▶ **To be done**:
Each entry must be given again exactly; images do not belong in the copy.

• • • • • • •

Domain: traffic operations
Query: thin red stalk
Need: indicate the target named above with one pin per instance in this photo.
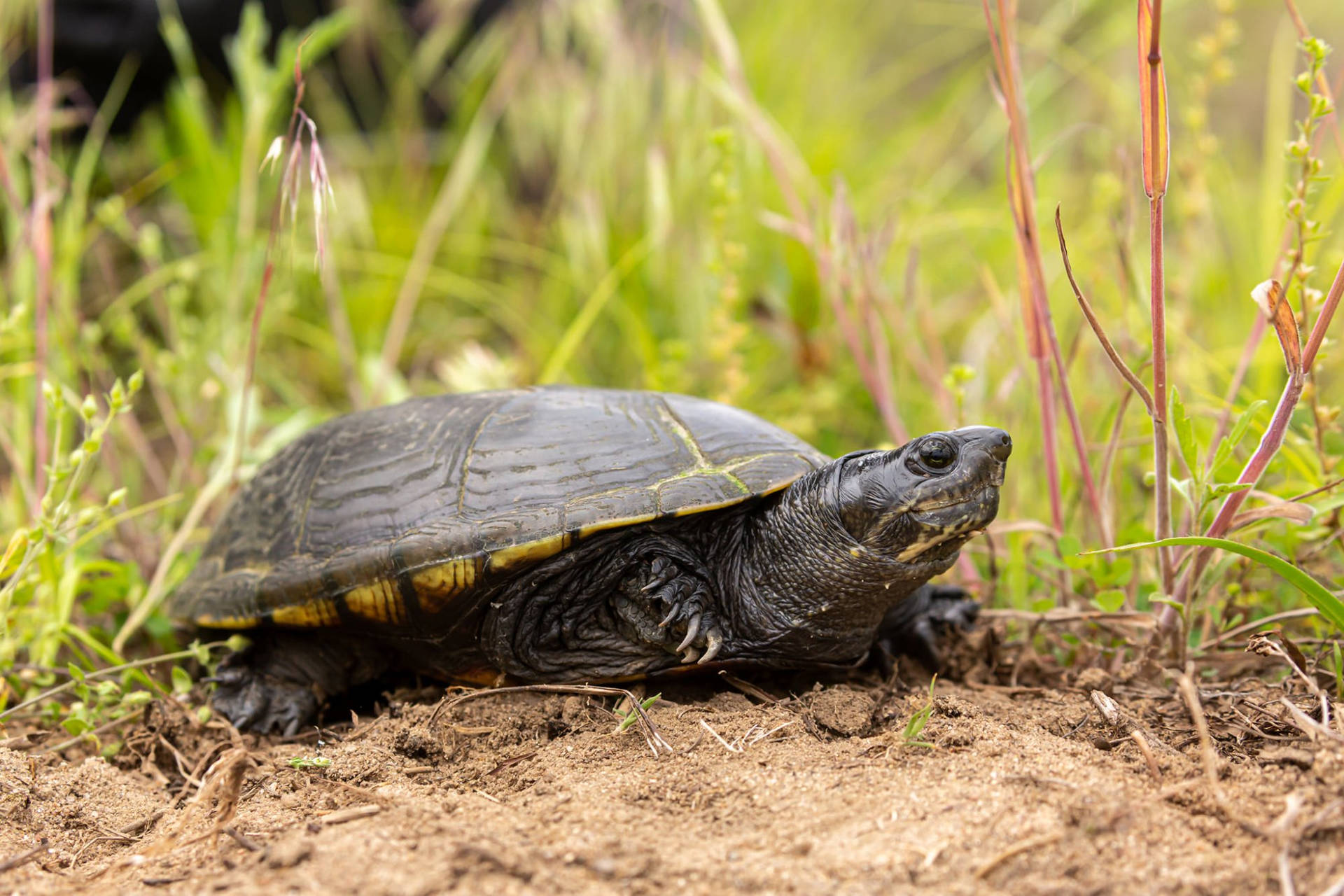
(1156, 162)
(42, 248)
(1161, 463)
(1304, 33)
(1042, 323)
(1273, 438)
(293, 134)
(1257, 333)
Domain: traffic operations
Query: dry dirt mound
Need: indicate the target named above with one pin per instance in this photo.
(1022, 792)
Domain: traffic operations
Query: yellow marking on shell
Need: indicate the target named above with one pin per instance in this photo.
(308, 615)
(438, 584)
(378, 601)
(227, 622)
(704, 508)
(528, 551)
(593, 528)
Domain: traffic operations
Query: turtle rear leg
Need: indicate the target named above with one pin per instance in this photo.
(283, 679)
(913, 626)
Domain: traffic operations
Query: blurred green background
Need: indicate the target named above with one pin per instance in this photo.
(582, 197)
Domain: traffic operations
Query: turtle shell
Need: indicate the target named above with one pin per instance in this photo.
(390, 516)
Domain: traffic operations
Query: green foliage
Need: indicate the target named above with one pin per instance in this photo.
(1319, 596)
(918, 719)
(631, 718)
(582, 198)
(309, 762)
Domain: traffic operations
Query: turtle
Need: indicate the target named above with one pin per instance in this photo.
(577, 535)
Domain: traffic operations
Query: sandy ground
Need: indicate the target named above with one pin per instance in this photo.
(813, 790)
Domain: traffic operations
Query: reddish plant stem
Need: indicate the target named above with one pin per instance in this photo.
(1270, 442)
(42, 250)
(1161, 463)
(1332, 124)
(1042, 336)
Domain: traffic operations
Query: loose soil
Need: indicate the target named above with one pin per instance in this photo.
(773, 786)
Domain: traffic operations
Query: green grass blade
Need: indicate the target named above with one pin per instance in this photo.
(1319, 596)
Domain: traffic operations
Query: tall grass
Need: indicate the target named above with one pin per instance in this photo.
(800, 213)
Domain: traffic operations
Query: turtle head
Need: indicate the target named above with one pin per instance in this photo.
(920, 503)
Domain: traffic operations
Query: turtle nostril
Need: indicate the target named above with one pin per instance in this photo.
(1003, 449)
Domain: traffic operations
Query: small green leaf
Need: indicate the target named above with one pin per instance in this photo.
(1184, 429)
(309, 762)
(1319, 596)
(629, 720)
(181, 680)
(1237, 434)
(76, 724)
(1109, 601)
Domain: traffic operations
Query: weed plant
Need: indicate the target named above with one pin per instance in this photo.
(799, 207)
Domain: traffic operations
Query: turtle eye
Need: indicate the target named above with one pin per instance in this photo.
(937, 454)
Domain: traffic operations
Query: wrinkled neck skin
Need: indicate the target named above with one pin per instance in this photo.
(794, 583)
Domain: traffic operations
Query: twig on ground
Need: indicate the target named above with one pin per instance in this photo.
(1016, 849)
(651, 734)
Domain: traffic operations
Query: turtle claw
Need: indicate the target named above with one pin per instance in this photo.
(685, 602)
(714, 643)
(691, 630)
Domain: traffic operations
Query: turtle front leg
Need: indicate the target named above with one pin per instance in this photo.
(283, 679)
(686, 605)
(914, 626)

• • • • • • •

▶ **The output**:
Domain: traffic operations
Query: thin red stalk
Need: indicate the target named above with one pin per instance in this photo.
(1156, 162)
(42, 248)
(1161, 463)
(1304, 33)
(1042, 323)
(1273, 438)
(293, 134)
(1257, 333)
Domain: traffic operations
Query: dry dirt mound
Need: indicate the target named above with one pin per instance in this photo.
(1022, 792)
Domain: traffic operations
Query: yellow marking on shell
Need: indicate the target named above with one pin per instance in this photo.
(308, 615)
(438, 584)
(378, 601)
(227, 622)
(704, 508)
(528, 551)
(593, 528)
Domain: traffic operations
Query: turtle rear leg
Need: indicate the target named above with one pin per instance in this photo.
(283, 679)
(913, 626)
Domain: traffic operations
Query: blurred green background
Need: indicate the target named above with one pin per instance in this photo.
(582, 197)
Domain: traffic operations
Query: turtle shell
Need: indicate the target named above with one pin per instance in this photo.
(390, 516)
Domain: traffic operations
Query: green foliage
Need: indicate the target named above with one pin per instance in this photo.
(1319, 596)
(918, 719)
(631, 718)
(582, 198)
(309, 762)
Domain: traffic operations
Query: turtle
Need: indicate the target named above with one pin per instance in this photo.
(577, 535)
Domain: traffic operations
Query: sandy ground
Need: indicate the target named above with one pin per instance in this photo.
(813, 790)
Domain: traffic operations
Query: reddish plant stem
Need: indicate the target named above with one pin per instance in this photo.
(1270, 442)
(42, 250)
(1161, 463)
(1332, 124)
(1042, 336)
Domain: traffic operations
Query: loose soil
Need: indicate the target named above with one pin per instance in this photo.
(773, 786)
Domain: traffic operations
Query: green grass blade
Need: indicate the target named above with one pin per instance in this photo.
(1319, 596)
Domain: traffic operations
Query: tall grass
Need: indicate the target named above with one pin per instance in this photo.
(800, 213)
Domain: traffic operations
Query: turtle head
Need: indicate the target named above with one pin per instance in this photo.
(920, 503)
Domain: traffic operations
Query: turtle nostril
Need: indicate the target named above with one pin per instance in this photo.
(1003, 449)
Domain: traffic operations
Query: small green leaf
Need: indicate the target named above with one pin per instance in this photo.
(1184, 429)
(309, 762)
(1319, 596)
(629, 720)
(181, 680)
(1237, 434)
(76, 724)
(1109, 601)
Domain: traffic operations
Query: weed plant
Need: indicate the target named above with one pin per instance in this photo.
(799, 207)
Domain: traffic operations
Query: turtle eye
Need: indicate the target named above with one pin per instance in this photo.
(937, 454)
Domain: traffic operations
Query: wrinkled neck skin
Need: indicate the target named above with one pin per instance in this photo.
(794, 583)
Domain: traffic operations
Query: twig on ground
Need: indicate the target named above with one pin per instance in this photo.
(1016, 849)
(651, 734)
Domain: traffic operations
Query: turtle claw
Need: indicate the target named above with one pin per instance in this photo.
(685, 602)
(714, 643)
(691, 630)
Domain: traffic operations
Query: turtle front leg
Need: indicate the target named above with one pin per instance in this photo.
(283, 679)
(686, 605)
(914, 626)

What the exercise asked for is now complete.